- [WHAT TO DO]:
Reproduce the records below in their entirety, exactly as shown.

(Collected data)
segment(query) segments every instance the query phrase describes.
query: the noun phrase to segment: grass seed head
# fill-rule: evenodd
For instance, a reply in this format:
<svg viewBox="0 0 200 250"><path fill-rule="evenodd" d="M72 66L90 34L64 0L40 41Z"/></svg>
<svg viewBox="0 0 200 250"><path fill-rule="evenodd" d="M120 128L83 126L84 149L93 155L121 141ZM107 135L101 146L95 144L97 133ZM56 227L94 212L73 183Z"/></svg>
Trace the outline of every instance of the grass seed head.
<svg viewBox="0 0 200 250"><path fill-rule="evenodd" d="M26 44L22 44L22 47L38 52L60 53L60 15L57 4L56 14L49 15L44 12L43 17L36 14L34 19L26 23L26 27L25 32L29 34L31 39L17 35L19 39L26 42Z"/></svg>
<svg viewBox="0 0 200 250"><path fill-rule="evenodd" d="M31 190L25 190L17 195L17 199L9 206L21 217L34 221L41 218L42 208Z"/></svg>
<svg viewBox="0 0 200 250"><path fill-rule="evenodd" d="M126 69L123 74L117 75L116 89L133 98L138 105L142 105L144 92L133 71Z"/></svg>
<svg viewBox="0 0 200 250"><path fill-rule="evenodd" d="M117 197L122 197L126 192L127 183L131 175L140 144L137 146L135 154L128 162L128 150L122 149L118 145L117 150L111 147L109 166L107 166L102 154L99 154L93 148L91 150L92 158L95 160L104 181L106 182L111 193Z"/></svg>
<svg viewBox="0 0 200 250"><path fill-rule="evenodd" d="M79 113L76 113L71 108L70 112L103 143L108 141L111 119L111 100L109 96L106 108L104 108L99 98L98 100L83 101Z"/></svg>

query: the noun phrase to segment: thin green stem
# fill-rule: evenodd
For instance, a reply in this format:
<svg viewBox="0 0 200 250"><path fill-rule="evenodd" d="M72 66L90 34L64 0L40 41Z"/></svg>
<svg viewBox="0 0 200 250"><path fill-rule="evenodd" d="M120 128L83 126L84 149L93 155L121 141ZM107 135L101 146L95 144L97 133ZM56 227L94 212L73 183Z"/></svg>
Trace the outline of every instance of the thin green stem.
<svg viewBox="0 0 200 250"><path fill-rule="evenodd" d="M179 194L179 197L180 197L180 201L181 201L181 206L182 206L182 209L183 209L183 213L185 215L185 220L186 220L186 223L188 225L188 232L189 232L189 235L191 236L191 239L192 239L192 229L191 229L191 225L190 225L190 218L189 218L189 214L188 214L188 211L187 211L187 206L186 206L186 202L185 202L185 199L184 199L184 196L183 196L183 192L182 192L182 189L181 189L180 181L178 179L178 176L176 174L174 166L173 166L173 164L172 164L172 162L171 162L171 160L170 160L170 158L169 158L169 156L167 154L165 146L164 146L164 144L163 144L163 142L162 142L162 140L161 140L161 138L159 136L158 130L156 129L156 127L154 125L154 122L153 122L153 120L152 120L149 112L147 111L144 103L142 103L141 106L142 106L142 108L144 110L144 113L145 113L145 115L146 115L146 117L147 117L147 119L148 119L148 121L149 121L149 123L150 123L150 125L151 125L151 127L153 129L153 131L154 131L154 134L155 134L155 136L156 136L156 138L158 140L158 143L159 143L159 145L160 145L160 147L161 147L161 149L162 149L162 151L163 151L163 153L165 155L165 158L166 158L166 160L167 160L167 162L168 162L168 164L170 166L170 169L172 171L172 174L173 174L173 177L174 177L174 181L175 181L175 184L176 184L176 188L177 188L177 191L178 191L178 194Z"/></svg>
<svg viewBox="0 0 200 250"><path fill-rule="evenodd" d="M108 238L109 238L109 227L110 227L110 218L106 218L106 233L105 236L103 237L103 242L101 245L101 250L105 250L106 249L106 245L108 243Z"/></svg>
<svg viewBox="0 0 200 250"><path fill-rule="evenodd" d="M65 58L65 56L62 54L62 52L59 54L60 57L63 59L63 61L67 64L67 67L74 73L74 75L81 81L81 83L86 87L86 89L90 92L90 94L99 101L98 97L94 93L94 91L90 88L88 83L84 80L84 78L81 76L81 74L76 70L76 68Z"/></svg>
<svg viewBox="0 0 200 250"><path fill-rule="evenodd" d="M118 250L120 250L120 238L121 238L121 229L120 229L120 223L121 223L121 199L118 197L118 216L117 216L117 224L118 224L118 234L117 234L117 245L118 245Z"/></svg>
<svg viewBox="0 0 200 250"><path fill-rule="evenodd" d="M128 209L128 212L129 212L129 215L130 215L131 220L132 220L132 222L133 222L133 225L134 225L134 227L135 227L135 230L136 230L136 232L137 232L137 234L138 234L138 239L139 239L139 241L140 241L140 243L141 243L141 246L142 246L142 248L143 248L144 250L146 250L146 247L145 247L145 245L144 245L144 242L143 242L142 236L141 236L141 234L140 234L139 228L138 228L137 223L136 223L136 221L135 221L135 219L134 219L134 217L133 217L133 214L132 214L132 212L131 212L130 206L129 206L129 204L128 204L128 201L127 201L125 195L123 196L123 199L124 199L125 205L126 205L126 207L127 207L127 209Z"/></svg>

- [TASK ANSWER]:
segment(query) segments every instance the query phrase describes.
query: the noun phrase to segment: grass seed head
# fill-rule: evenodd
For instance, a reply in this format:
<svg viewBox="0 0 200 250"><path fill-rule="evenodd" d="M72 66L90 34L64 0L40 41Z"/></svg>
<svg viewBox="0 0 200 250"><path fill-rule="evenodd" d="M120 128L83 126L84 149L93 155L121 141ZM107 135L101 146L95 144L97 133ZM56 227L94 212L73 183Z"/></svg>
Trace the outline of every instance of the grass seed head.
<svg viewBox="0 0 200 250"><path fill-rule="evenodd" d="M26 44L22 44L22 47L38 52L60 53L60 15L57 4L56 14L49 15L44 12L43 17L36 14L34 19L26 23L26 27L25 32L29 34L31 39L17 35L19 39L26 42Z"/></svg>
<svg viewBox="0 0 200 250"><path fill-rule="evenodd" d="M31 190L25 190L17 195L17 199L9 206L21 217L34 221L41 218L42 208Z"/></svg>
<svg viewBox="0 0 200 250"><path fill-rule="evenodd" d="M126 69L123 74L117 75L116 89L133 98L138 105L142 105L144 92L133 71Z"/></svg>
<svg viewBox="0 0 200 250"><path fill-rule="evenodd" d="M117 197L122 197L126 192L127 183L131 175L140 144L137 146L135 154L128 162L128 150L122 149L118 145L117 150L111 147L109 166L107 166L102 154L99 154L93 148L91 150L92 158L95 160L104 181L106 182L111 193Z"/></svg>
<svg viewBox="0 0 200 250"><path fill-rule="evenodd" d="M79 113L76 113L71 108L70 112L103 143L108 141L111 119L111 100L109 96L106 108L104 108L99 98L98 100L83 101Z"/></svg>

query: the noun phrase to segment: thin green stem
# fill-rule: evenodd
For instance, a reply in this format:
<svg viewBox="0 0 200 250"><path fill-rule="evenodd" d="M72 66L90 34L64 0L40 41Z"/></svg>
<svg viewBox="0 0 200 250"><path fill-rule="evenodd" d="M120 128L83 126L84 149L93 155L121 141ZM107 135L101 146L95 144L97 133ZM56 227L94 212L73 183Z"/></svg>
Trace the outline of every instance of the thin green stem.
<svg viewBox="0 0 200 250"><path fill-rule="evenodd" d="M179 194L179 197L180 197L180 201L181 201L181 206L182 206L182 209L183 209L183 213L185 215L185 220L186 220L186 223L188 225L188 232L189 232L189 235L191 236L191 239L192 239L192 229L191 229L191 225L190 225L190 218L189 218L189 214L188 214L188 211L187 211L187 206L186 206L186 202L185 202L185 199L184 199L184 196L183 196L183 192L182 192L182 189L181 189L180 181L178 179L178 176L176 174L174 166L173 166L173 164L172 164L172 162L171 162L171 160L170 160L170 158L169 158L169 156L167 154L165 146L164 146L164 144L163 144L163 142L162 142L162 140L161 140L161 138L159 136L158 130L156 129L156 127L154 125L154 122L153 122L153 120L152 120L149 112L147 111L144 103L142 103L141 106L142 106L142 108L144 110L144 113L145 113L145 115L146 115L146 117L147 117L147 119L148 119L148 121L149 121L149 123L150 123L150 125L151 125L151 127L153 129L153 131L154 131L154 134L155 134L155 136L156 136L156 138L158 140L158 143L159 143L159 145L160 145L160 147L161 147L161 149L162 149L162 151L163 151L163 153L165 155L165 158L166 158L166 160L167 160L167 162L168 162L168 164L170 166L170 169L172 171L172 174L173 174L173 177L174 177L174 181L175 181L175 184L176 184L176 188L177 188L177 191L178 191L178 194Z"/></svg>
<svg viewBox="0 0 200 250"><path fill-rule="evenodd" d="M108 238L109 238L109 227L110 227L110 218L106 218L106 233L105 236L103 237L103 242L101 245L101 250L105 250L106 249L106 245L108 243Z"/></svg>
<svg viewBox="0 0 200 250"><path fill-rule="evenodd" d="M65 58L65 56L62 54L62 52L59 54L60 57L63 59L63 61L67 64L67 67L74 73L74 75L81 81L81 83L86 87L86 89L90 92L90 94L99 101L98 97L94 93L94 91L90 88L88 83L84 80L84 78L81 76L81 74L76 70L76 68Z"/></svg>
<svg viewBox="0 0 200 250"><path fill-rule="evenodd" d="M118 250L120 250L120 238L121 238L121 229L120 229L120 223L121 223L121 199L118 197L118 216L117 216L117 224L118 224L118 234L117 234L117 245L118 245Z"/></svg>
<svg viewBox="0 0 200 250"><path fill-rule="evenodd" d="M128 209L128 212L129 212L129 215L130 215L131 220L132 220L132 222L133 222L133 225L134 225L134 227L135 227L135 230L136 230L136 232L137 232L137 234L138 234L138 239L139 239L139 241L140 241L140 243L141 243L141 246L142 246L142 248L143 248L144 250L146 250L146 247L145 247L145 245L144 245L144 242L143 242L142 236L141 236L141 234L140 234L139 228L138 228L137 223L136 223L136 221L135 221L135 219L134 219L134 217L133 217L133 214L132 214L132 212L131 212L130 206L129 206L129 204L128 204L128 201L127 201L125 195L123 196L123 199L124 199L125 205L126 205L126 207L127 207L127 209Z"/></svg>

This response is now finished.